DIRECTIONS: Swap every "Drop a point" in the entries below for "Place a marker", and give the lines again with nothing else changed.

Position identification records:
________________________________________

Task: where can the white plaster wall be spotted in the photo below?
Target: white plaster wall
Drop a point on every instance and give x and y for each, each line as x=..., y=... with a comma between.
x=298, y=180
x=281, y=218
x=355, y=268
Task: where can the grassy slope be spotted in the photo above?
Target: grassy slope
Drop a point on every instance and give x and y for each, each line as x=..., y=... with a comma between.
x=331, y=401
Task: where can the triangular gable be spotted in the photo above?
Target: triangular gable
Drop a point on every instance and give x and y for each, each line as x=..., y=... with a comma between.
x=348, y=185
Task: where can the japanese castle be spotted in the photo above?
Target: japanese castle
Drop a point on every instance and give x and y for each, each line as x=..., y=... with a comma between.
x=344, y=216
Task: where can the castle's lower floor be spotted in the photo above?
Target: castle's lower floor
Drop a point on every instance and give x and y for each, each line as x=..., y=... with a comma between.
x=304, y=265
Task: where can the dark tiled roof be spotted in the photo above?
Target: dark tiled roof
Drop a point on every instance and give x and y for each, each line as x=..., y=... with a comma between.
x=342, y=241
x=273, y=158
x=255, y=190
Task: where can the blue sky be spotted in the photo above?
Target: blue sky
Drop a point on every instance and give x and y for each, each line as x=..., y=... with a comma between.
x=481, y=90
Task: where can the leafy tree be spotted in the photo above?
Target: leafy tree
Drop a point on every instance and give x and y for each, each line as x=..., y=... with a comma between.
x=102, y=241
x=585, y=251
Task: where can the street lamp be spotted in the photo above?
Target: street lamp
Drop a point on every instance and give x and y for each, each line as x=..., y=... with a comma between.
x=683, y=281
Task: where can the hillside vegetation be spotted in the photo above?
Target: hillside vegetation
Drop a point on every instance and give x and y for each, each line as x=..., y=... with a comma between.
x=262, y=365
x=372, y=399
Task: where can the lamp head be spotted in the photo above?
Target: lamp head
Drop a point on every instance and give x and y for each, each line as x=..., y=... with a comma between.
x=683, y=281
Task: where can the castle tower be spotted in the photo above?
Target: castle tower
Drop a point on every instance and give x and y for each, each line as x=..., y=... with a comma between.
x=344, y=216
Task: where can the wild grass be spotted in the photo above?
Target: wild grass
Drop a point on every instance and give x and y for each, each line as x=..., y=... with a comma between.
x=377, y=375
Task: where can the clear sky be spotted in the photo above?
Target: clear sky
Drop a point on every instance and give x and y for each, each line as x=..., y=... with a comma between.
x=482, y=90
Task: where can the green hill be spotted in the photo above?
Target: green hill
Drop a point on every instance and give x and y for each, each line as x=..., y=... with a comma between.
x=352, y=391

________________________________________

ANSWER TO THE EXERCISE:
Task: where can the white plaster wall be spotted in the photo below?
Target: white plaster wall
Place a marker on every instance and give x and y for each, each line as x=..., y=... with a comma between.
x=298, y=180
x=281, y=218
x=355, y=268
Task: where can the grassy slope be spotted in the photo above?
Target: grassy slope
Place a marker on every instance and give x and y for each, each line as x=..., y=... with a comma between.
x=331, y=401
Task: where can the triangular gable be spotted in the photo above?
Target: triangular gable
Place a marker on every instance and give x and y for each, each line as x=..., y=... with a comma between.
x=348, y=185
Task: where can the japanese castle be spotted in the photo above?
Target: japanese castle
Place a marker on every instance and give x and y for each, each line as x=..., y=... with a comma between.
x=344, y=216
Task: where can the castle's lower floor be spotted in the photo above?
Target: castle's lower floor
Place a marker on every instance and give x and y for each, each line as x=..., y=... with a comma between.
x=304, y=265
Task: where can the dark tiled roof be spotted in the photo above?
Target: dark tiled roof
Place a marker on every instance and give x and y for each, each line as x=..., y=... with a comma between.
x=342, y=241
x=273, y=158
x=255, y=190
Task: where can the blue sky be spotted in the photo above?
Target: blue sky
Place a marker on every instance and give x and y for each, each line as x=..., y=... with a comma between.
x=481, y=90
Task: where can the leafy tree be spotted in the photo above?
Target: leafy tree
Place a marker on every instance and give x and y for each, each line as x=..., y=... with a comma between.
x=102, y=241
x=585, y=251
Task: where can the street lamp be spotted in the photo above?
Target: street lamp
Place a marker on every instance and give x and y for each, each line as x=..., y=... with a comma between.
x=683, y=281
Task: where can the hillside vegetation be spotted in the photo above?
Target: hillside vegetation
Place a marker on every instance and give x and y for each, each line as x=..., y=... with a comma between.
x=262, y=365
x=372, y=399
Task: where can the lamp head be spotted in the photo above?
Target: lamp head
Place a marker on every instance and give x and y for each, each line as x=..., y=... with a comma between.
x=683, y=281
Task: where can the castle tower be spotted in the photo above?
Target: castle tower
Place a marker on every instance and give x and y for each, each line as x=..., y=... with a comma between.
x=344, y=216
Task: where can the wild grass be spotted in the photo above?
Target: wild grass
Place a marker on every instance and give x and y for each, each line as x=..., y=... with a comma between.
x=377, y=375
Task: where can the clear sky be spotted in the photo above?
Target: clear sky
Place a marker on every instance and give x and y for each, each line as x=..., y=... with a comma between.
x=482, y=90
Task: where can the green hill be spotted in the photo above?
Target: green hill
Place a marker on every instance and give x and y for each, each line as x=..., y=... with a comma between.
x=352, y=391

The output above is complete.